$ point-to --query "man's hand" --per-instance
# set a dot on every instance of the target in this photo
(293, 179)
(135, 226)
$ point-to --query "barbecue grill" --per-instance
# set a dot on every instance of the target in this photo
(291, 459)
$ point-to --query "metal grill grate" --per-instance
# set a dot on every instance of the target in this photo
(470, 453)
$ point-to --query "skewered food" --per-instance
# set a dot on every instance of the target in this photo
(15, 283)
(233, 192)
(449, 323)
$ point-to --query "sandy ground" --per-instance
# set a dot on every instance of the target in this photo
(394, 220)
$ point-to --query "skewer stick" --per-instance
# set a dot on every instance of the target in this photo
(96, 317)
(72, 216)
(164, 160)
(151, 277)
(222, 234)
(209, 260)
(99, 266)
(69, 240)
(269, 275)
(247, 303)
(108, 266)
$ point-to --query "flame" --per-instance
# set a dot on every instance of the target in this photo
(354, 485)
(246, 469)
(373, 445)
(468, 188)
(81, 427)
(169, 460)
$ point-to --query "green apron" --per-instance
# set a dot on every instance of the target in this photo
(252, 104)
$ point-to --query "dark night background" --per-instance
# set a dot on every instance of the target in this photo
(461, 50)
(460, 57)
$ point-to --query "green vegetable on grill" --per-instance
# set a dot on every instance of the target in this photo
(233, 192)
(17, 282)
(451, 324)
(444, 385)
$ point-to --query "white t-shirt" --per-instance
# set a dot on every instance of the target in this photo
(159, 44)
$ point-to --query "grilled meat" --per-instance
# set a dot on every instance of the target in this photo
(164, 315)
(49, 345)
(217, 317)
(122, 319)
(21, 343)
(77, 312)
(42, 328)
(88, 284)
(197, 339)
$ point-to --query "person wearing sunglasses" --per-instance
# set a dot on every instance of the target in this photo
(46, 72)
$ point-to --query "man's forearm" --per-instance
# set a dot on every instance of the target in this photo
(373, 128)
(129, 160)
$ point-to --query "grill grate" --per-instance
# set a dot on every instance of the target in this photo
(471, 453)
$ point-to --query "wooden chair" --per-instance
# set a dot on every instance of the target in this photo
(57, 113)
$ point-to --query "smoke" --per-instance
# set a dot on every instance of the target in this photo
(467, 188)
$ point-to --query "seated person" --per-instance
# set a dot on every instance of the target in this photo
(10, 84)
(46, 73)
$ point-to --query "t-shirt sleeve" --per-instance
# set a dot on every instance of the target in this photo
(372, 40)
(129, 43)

What the exercise asks: Each entry above is to be printed again exactly.

The answer:
$ point-to --query "man's hand" --per-instance
# set a dot on every instance of the target in this photo
(293, 179)
(135, 226)
$ point-to --query "barbecue grill" --per-instance
# set a dot on every instance of the target in this photo
(291, 459)
$ point-to --query "metal grill grate" --per-instance
# set a dot on every instance of the target in this photo
(470, 453)
$ point-to --query "skewered food" --per-instance
# set a dot on every instance of the target in this photo
(15, 283)
(233, 192)
(449, 323)
$ point-to --query "sandy ground" --per-instance
# set a dot on every instance of the target in this photo
(394, 220)
$ point-to --query "skewer stick" --per-instance
# set a dot on every instance of the target in this photo
(96, 317)
(72, 216)
(164, 160)
(151, 277)
(222, 234)
(209, 260)
(99, 266)
(69, 240)
(269, 275)
(247, 303)
(108, 266)
$ point-to --query "flame" --per-instance
# set a dot on every instance of the target in this photo
(354, 485)
(246, 469)
(373, 445)
(468, 188)
(81, 427)
(169, 460)
$ point-to --query "green apron" --per-instance
# set a dot on every instance of the target in this photo
(252, 104)
$ point-to --query "dark night background" --per-instance
# set a dot on every instance of the target in this photo
(461, 50)
(460, 57)
$ point-to --query "green vegetable on grill" --per-instance
# set a dot on every instance of the target in this photo
(233, 192)
(17, 282)
(451, 324)
(444, 385)
$ point-to --query "white t-shirt" --per-instance
# set a dot on every instance of the target in this photo
(159, 44)
$ point-to --query "grilled meat" --per-instance
# set a dot on every instance of the target in this photo
(164, 315)
(49, 345)
(217, 317)
(122, 319)
(21, 343)
(77, 312)
(42, 328)
(88, 284)
(197, 339)
$ point-to --query "person wearing sunglasses" --per-instance
# set a dot on every instance of the target in this photo
(46, 72)
$ point-to --query "man's forearm" --per-instance
# set a dot on every instance of the target in this photo
(373, 128)
(129, 160)
$ point-to --query "grill grate" --per-instance
# set a dot on every instance of the target in this photo
(471, 453)
$ point-to --query "wooden chair" --per-instance
# set a dot on every instance of the target in this photo
(57, 113)
$ point-to --query "smoke" --per-instance
# set a dot on every instance of the target in this photo
(467, 188)
$ point-to --query "seated person" --per-instance
# set a dot on every instance of the target in this photo
(10, 84)
(46, 73)
$ point-to --query "t-shirt sleeve" --per-instance
# set a dot on every instance of the target in this photo
(372, 40)
(129, 43)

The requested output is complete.